### Goal
Rewrite the rows below, changing every occurrence of "one marker per instance" to "a single marker for each instance" and leaving everything else untouched.

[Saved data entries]
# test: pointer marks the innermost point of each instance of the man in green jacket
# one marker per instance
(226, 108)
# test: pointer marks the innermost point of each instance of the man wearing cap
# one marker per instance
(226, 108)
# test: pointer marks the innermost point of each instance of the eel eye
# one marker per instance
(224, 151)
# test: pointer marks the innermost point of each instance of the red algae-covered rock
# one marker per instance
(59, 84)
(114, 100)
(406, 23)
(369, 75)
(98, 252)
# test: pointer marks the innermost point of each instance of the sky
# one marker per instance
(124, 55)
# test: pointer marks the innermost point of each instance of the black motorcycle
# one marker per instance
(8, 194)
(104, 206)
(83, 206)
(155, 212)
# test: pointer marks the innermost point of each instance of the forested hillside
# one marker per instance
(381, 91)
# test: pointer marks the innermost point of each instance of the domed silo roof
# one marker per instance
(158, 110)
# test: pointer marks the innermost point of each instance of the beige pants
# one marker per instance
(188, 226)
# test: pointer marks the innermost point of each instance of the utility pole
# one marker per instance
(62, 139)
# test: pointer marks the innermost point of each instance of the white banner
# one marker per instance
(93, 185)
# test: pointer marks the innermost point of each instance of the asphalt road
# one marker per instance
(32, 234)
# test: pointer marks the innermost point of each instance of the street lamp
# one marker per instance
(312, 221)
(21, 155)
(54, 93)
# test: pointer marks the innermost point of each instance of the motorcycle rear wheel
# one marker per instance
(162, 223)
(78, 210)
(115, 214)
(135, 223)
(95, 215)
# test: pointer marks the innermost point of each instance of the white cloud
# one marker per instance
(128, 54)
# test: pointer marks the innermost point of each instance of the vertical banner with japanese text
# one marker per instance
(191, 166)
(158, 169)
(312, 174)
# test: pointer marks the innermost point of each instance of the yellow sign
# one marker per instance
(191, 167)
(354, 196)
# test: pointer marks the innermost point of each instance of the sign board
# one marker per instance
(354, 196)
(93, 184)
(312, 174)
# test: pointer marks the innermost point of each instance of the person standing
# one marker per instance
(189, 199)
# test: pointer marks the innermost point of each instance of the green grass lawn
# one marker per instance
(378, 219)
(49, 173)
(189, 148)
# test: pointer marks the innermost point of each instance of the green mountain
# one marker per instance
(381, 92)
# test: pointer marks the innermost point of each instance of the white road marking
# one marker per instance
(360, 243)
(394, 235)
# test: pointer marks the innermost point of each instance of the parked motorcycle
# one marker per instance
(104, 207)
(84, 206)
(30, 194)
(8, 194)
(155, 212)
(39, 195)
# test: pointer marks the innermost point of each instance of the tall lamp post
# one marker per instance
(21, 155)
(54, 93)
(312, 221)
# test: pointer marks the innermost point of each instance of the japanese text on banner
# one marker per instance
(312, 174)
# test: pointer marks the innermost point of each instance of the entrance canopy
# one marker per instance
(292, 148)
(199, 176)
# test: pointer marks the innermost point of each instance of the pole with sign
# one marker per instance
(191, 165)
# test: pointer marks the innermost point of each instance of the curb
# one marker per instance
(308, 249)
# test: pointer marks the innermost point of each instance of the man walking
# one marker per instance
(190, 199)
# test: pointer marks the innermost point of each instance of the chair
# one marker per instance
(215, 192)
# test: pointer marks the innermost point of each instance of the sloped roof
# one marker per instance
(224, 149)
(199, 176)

### The result
# test: pointer marks the innermost point of each instance of the man in green jacket
# a single marker for each instance
(226, 108)
# test: pointer marks the innermost point of each instance of the man wearing cap
# a single marker for each instance
(226, 108)
# test: pointer marks the innermost point of each instance of the eel eye
# a single marker for each instance
(224, 151)
# test: pointer marks the innermost point of each instance of the red algae-covered rock
# a single marker for each instance
(59, 84)
(114, 100)
(406, 23)
(369, 75)
(98, 252)
# test: pointer marks the innermost point of each instance of the sky
# a single marker for each instance
(124, 55)
# test: pointer marks the innermost point of each instance of the black motorcycle
# a single marker for each instance
(8, 194)
(104, 206)
(83, 206)
(155, 212)
# test: pointer marks the innermost point of each instance of the forested hillside
# a single marker for each instance
(381, 91)
# test: pointer marks the innermost point of each instance of the domed silo roof
# a single marker for each instance
(158, 110)
# test: pointer marks the innermost point of each instance of the beige pants
# a single marker for each instance
(188, 226)
# test: pointer marks the innermost point of each instance of the utility pole
# a single marker for each instance
(62, 139)
# test: pointer marks the innermost point of each instance of the white banner
# a single marker for each instance
(93, 185)
# test: pointer marks the innermost point of each instance of the asphalt road
# a single marker for each instance
(32, 234)
# test: pointer marks the innermost point of each instance of the street lamp
# a single marker for each instance
(312, 221)
(21, 155)
(54, 93)
# test: pointer marks the innermost point of each instance of the motorcycle rear wheel
# a single marker for each instance
(162, 223)
(78, 210)
(115, 214)
(135, 223)
(95, 215)
# test: pointer marks the innermost point of each instance of the white cloud
# a single marker for each instance
(128, 54)
# test: pointer marks the innermost point of each instance of the vertical banner with japanese text
# a single marker for each instance
(191, 166)
(158, 169)
(312, 174)
# test: pointer marks the innermost point of each instance of the yellow sign
# a single marker for each instance
(191, 167)
(354, 196)
# test: pointer marks the innermost point of each instance of the sign board
# a single marker for each instance
(354, 196)
(93, 184)
(312, 174)
# test: pointer marks the innermost point of each instance of the person standing
# a single marker for each instance
(189, 199)
# test: pointer marks the innermost point of each instance of the green grass lawn
# a single marker for each instance
(378, 219)
(49, 173)
(189, 148)
# test: pointer marks the innermost point of each instance of the green mountain
# a single marker for each instance
(381, 92)
# test: pointer marks the innermost point of each instance of the white road marking
# a single marker for each instance
(360, 243)
(394, 235)
# test: pointer marks the innermost point of each instance of the parked motorcycle
# a single marker for each instance
(104, 207)
(84, 206)
(30, 194)
(8, 194)
(155, 212)
(39, 195)
# test: pointer marks the innermost point of each instance of the tall lamp post
# a single marker for each instance
(21, 155)
(54, 93)
(312, 221)
# test: pointer marks the innermost point of each instance of the japanese text on banner
# a single marker for each instance
(312, 174)
# test: pointer marks the innermost point of each instance of the entrance canopy
# a single marker for each instance
(292, 148)
(199, 176)
# test: pointer marks the innermost point of each instance of the pole with sign
# a single marker for each instance
(191, 165)
# test: pointer marks the innermost point of each instance of the curb
# a single marker for each instance
(308, 249)
# test: pointer marks the innermost point of each instance of the man walking
# a single marker for each instance
(190, 199)
# test: pointer marks the innermost point of each instance of the chair
# a single marker for each instance
(215, 192)
# test: pointer marks the innermost point of each instance of the sloped roof
# a single marker for each instance
(224, 149)
(199, 176)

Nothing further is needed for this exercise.